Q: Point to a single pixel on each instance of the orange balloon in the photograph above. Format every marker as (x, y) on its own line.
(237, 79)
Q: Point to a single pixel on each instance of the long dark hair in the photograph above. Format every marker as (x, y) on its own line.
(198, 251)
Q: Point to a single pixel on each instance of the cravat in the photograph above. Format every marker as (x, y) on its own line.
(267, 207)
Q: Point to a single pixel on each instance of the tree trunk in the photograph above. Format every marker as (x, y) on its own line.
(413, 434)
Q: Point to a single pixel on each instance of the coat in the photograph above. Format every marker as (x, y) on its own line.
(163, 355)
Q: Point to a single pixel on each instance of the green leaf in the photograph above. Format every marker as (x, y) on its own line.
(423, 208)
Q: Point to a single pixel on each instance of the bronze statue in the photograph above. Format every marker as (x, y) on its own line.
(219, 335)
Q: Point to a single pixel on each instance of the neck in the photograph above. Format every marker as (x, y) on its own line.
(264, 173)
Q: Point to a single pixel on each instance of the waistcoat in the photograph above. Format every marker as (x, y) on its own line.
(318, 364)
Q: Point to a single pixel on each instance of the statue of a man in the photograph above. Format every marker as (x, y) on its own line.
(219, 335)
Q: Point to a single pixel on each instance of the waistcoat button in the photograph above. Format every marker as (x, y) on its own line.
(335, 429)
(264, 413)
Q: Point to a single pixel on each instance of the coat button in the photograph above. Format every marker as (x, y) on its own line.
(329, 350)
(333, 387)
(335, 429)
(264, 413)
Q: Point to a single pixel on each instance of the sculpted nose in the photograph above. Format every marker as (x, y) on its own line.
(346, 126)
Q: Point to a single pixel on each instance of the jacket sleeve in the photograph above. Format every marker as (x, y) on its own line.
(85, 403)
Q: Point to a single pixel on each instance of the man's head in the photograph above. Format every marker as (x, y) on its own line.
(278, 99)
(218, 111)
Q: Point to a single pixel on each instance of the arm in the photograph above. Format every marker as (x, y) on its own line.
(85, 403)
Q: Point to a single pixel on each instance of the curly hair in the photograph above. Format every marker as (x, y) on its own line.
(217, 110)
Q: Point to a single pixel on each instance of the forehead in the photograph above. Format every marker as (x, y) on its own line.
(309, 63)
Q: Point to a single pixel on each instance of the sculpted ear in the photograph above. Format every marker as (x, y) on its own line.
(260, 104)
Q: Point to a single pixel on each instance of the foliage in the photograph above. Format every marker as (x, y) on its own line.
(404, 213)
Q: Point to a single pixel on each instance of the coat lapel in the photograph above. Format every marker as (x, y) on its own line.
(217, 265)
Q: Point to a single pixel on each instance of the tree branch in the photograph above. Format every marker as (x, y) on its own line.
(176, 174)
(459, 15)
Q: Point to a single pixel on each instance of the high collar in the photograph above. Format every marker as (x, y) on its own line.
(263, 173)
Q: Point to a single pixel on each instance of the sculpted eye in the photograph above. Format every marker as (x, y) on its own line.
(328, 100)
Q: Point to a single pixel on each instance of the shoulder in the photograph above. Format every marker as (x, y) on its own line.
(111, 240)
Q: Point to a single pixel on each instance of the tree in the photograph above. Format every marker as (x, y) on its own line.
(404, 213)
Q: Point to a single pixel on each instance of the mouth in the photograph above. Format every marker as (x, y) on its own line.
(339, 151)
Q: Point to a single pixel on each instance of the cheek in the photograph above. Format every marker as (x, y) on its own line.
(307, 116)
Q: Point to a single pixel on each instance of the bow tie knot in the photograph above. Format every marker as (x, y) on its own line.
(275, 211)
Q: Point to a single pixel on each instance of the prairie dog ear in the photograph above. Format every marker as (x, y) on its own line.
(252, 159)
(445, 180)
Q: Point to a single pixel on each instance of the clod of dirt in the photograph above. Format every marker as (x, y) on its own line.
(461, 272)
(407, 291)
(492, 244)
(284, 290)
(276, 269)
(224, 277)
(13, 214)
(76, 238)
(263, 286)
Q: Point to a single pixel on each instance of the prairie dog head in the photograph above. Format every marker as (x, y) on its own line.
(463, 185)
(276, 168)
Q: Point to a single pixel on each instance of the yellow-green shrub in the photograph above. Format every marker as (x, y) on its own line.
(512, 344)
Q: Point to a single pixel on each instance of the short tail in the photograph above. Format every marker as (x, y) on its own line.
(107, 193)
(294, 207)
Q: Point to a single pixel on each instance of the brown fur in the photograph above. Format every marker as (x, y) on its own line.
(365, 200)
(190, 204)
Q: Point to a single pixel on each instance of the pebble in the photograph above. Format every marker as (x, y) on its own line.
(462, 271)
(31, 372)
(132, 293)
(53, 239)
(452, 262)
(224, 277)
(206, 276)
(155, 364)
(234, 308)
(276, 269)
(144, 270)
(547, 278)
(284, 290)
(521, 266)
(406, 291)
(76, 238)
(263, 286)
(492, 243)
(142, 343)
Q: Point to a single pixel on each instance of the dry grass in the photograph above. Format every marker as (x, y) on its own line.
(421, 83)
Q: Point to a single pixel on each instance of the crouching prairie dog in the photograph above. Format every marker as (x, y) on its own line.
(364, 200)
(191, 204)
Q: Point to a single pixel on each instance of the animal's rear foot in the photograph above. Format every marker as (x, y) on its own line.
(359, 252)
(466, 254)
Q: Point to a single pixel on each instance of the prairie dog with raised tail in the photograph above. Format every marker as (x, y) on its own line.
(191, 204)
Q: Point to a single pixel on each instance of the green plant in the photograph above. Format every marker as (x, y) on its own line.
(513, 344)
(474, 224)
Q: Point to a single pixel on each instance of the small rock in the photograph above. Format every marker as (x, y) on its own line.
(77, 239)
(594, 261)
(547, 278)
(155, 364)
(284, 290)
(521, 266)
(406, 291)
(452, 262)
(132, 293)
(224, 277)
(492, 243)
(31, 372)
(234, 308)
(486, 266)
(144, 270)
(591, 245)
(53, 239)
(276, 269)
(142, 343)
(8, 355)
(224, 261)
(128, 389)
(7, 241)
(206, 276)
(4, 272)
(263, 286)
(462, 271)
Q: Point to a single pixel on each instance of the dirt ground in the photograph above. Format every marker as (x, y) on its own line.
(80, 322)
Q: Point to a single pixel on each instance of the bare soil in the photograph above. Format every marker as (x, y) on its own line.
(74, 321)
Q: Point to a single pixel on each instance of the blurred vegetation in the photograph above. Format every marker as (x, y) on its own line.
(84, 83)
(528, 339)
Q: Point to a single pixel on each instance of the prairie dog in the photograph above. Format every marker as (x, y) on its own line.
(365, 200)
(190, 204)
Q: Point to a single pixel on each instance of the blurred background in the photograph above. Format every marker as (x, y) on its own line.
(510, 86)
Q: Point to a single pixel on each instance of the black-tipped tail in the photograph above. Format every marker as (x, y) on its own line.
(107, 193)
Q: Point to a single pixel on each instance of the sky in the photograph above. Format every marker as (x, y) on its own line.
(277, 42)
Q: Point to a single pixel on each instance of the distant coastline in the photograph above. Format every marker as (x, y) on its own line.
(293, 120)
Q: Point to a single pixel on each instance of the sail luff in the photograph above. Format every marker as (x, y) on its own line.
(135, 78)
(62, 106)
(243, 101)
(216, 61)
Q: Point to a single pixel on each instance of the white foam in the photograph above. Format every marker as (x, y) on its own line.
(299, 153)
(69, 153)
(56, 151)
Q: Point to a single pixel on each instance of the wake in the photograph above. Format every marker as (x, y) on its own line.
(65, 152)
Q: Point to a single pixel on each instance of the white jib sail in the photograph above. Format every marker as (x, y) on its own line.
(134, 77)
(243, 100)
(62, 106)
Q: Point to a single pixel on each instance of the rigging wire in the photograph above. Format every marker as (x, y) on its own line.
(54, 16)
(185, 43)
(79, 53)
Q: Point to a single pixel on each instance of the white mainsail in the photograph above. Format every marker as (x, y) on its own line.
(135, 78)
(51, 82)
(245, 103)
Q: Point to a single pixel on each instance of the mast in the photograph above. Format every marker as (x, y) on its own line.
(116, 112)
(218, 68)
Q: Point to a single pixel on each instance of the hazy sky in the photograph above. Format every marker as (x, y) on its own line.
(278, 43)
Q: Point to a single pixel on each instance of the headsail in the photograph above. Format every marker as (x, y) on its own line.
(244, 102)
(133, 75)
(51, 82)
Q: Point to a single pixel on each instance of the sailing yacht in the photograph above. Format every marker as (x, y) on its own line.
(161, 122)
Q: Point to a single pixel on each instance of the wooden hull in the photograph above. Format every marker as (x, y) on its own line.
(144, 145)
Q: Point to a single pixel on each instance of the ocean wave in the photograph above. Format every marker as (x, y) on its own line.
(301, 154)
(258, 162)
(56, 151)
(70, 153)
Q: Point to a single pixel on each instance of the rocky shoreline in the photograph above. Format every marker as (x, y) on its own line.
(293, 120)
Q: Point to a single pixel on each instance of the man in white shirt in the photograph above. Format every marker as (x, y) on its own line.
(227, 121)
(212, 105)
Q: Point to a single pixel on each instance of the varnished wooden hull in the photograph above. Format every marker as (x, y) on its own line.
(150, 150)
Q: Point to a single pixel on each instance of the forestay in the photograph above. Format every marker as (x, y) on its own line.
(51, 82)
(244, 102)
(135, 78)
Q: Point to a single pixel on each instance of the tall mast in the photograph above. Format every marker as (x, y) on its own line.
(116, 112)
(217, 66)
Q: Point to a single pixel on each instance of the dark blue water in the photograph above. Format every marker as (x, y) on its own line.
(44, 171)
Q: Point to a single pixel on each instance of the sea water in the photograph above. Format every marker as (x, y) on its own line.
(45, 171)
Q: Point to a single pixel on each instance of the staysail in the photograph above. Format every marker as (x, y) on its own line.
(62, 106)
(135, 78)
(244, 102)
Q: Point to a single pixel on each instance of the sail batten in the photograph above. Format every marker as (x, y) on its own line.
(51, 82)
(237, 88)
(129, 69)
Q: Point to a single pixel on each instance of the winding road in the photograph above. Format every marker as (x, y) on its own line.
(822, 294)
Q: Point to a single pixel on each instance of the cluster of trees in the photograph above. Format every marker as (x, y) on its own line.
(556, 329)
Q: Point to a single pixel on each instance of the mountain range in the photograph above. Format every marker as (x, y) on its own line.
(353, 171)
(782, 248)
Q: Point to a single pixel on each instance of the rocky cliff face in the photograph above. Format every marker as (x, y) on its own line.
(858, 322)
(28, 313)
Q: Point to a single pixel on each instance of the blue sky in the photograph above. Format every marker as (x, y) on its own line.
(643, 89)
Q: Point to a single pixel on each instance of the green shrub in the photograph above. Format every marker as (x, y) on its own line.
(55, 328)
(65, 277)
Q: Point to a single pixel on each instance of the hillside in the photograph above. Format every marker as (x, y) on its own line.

**GIVEN PROBLEM**: Revise the portion of the listing that opens with the line containing "the rocky cliff" and runs through the end of the listing, replacing "photograph" with "image" and keeping everything else unchanged. Provide only those lines.

**FINISHED EXERCISE**:
Q: Point to a single pixel on each instance of the rocky cliff face in the image above. Format every marker as (x, y) on its own line.
(858, 322)
(28, 313)
Q: Point to a single pixel on each instance of the blue sky in the image above. Format every marker as (x, y) on its own line.
(643, 89)
Q: Point to a single pixel on each instance of the green shrub in the image above. Format every marker as (x, y) on its own line.
(55, 328)
(65, 277)
Q: Point to a single pixel on each instance of the hillside in the image above. Format every marker as (x, y) on its own line.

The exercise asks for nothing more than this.